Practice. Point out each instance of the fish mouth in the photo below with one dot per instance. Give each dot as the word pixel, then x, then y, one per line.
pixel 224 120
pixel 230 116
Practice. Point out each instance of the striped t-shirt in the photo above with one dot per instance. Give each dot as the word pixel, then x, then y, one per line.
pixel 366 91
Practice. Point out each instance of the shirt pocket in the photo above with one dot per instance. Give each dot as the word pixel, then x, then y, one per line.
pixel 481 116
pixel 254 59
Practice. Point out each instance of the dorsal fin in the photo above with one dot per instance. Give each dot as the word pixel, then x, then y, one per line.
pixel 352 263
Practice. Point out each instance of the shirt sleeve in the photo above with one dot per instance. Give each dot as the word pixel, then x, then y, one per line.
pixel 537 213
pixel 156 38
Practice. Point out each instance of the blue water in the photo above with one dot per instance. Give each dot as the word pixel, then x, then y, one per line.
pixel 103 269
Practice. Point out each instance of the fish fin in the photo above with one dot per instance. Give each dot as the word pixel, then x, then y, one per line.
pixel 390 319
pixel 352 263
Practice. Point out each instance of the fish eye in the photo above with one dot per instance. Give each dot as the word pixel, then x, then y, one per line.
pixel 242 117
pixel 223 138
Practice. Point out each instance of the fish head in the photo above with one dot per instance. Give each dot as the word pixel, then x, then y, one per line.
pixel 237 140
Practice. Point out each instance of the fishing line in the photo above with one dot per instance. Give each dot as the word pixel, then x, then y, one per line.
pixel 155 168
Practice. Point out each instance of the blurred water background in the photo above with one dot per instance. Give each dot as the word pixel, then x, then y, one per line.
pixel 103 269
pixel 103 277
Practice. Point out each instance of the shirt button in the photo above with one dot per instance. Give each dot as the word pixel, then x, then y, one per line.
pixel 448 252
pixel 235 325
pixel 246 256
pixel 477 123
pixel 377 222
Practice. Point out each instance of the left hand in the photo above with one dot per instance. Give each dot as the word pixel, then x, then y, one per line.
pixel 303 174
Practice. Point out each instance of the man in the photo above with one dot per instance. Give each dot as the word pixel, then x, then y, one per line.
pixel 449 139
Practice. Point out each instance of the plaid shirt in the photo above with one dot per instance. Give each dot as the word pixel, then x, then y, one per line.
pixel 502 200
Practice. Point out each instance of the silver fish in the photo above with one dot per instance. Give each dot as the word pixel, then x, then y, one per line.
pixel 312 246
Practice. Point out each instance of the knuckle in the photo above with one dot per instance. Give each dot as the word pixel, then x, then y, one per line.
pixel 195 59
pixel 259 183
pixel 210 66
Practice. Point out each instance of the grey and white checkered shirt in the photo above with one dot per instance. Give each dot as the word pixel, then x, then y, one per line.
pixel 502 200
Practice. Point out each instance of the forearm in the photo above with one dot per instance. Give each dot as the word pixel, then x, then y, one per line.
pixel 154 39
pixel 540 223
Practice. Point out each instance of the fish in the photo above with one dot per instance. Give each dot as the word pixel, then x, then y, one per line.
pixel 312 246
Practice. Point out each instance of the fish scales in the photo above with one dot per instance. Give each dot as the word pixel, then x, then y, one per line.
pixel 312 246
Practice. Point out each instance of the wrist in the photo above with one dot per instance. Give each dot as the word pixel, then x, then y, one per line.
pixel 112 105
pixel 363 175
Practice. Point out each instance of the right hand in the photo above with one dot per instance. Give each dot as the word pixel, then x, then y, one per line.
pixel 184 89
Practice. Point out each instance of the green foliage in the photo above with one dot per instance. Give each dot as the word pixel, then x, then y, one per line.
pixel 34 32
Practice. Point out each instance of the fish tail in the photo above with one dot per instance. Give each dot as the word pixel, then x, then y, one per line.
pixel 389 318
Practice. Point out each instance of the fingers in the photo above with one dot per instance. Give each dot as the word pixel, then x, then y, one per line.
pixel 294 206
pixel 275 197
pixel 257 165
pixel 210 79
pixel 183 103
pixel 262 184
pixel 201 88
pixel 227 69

# Problem description
Start to finish, output the whole listing exactly.

# Answer box
Practice. Point out each instance of the fish mouth in the photo below with one dot per instance. Give each dot as the word pixel, then x, then y, one per line.
pixel 224 120
pixel 230 116
Practice. Point out each instance of the striped t-shirt in the photo above with one dot per instance. Give each dot as the word pixel, then x, then y, one per line.
pixel 366 91
Practice. Point out each instance of the shirt pocket in the photo above with one dot per instance. Give each dot as the word pixel, then x, then y, one per line.
pixel 481 116
pixel 254 59
Practice. Point out each instance of the dorsal fin in the photo above with one dot per instance. Give each dot as the word pixel, then x, then y, one per line.
pixel 352 263
Practice. Point out each instance of the shirt sleeve in the photo above with one dot per instance. Give each dot as the word pixel, then x, then y, one per line.
pixel 537 213
pixel 156 38
Practice. Point out each instance of the blue water in the photo above with one dot per instance. Give each dot as the word pixel, then x, then y, one per line.
pixel 103 269
Practice. Point out each instance of the fish fin in the photo above with one dot per instance. Give each dot as the word pixel, then x, then y, one per line.
pixel 390 319
pixel 352 263
Practice. Point out each instance of the fish eye in the photo above with one dot per instance. Give each dot as the word pixel, then x, then y, one per line.
pixel 242 117
pixel 223 138
Practice. Point out each instance of the fish head in the photo above with one dot per instance. Give each dot as the word pixel, then x, then y, one per line.
pixel 237 140
Practice. Point out each instance of the fishing line in the photo above with one dot per instance. Give each dot as the word pixel, then x, then y, one per line.
pixel 155 168
Practice. Point out each instance of the blurred water background in the photo above with one dot per instance. Give each dot as the word pixel, then x, then y, one per line.
pixel 103 269
pixel 103 277
Practice. Point out each instance of the shirt button in the photo above with one dot per instance. Give each dot as the word pixel, then x, then y, one per line.
pixel 448 252
pixel 235 325
pixel 246 256
pixel 477 123
pixel 377 222
Practice. Point out each instance of the left hand in the photo above with one dot per instance. Give each dot as the word pixel, then x, then y, one per line.
pixel 303 174
Practice. Point out each instance of the man in the photo above with one dot per instance. Give each dot as the word pixel, then x, then y, one per line.
pixel 449 139
Practice. Point out each instance of the plaid shirt in the photo above with one dot per instance. Give each dot as the word pixel, then x, then y, one per line.
pixel 502 200
Practice. Point out each instance of the silver fish in the photo above with one dot per instance. Give each dot as the word pixel, then x, then y, one per line.
pixel 312 246
Practice. Point out each instance of the knuckle in the photo above with one dot per instance. Give each dot as the word pixel, then x, then y, one per line.
pixel 195 59
pixel 259 183
pixel 210 66
Practice. Point out each instance of the grey and white checkered shirt in the photo above with one dot per instance. Give each dot as the word pixel, then x, then y, one per line.
pixel 502 200
Practice. Point out each instance of the forearm in the photo above with one dot per instance. Give each dot as the word pixel, then x, then y, one per line.
pixel 154 39
pixel 540 223
Practice. Point out each instance of the fish in the photo above with one dot per instance. Give each dot as the word pixel, then x, then y, one per line.
pixel 312 246
Practice. Point out each instance of the fish scales in the photo above with one dot per instance. Give each dot as the word pixel, then x, then y, one per line.
pixel 312 246
Practice. Point out each instance of the wrist in the photo above with one dot per instance. Give each dot as the word pixel, then x, then y, one per line.
pixel 112 105
pixel 363 175
Practice. Point out each instance of the right hand in the photo above with one dot per instance. Give each dot as the word pixel, then x, then y, one per line.
pixel 184 89
Practice. Point out each instance of the green foliage in the photo above with one dot per instance. Give each dot as the word pixel, then x, then y, one per line.
pixel 34 32
Practice. Point out each instance of the fish tail in the photo above with one dot per instance. Give each dot as the word pixel, then x, then y, one per line.
pixel 389 318
Practice. Point out each instance of the fingers in the photo above with one dot per instance. Give each dot as the word pixel, then x, then y, one per line.
pixel 294 206
pixel 275 197
pixel 257 165
pixel 210 79
pixel 183 103
pixel 262 184
pixel 201 88
pixel 227 69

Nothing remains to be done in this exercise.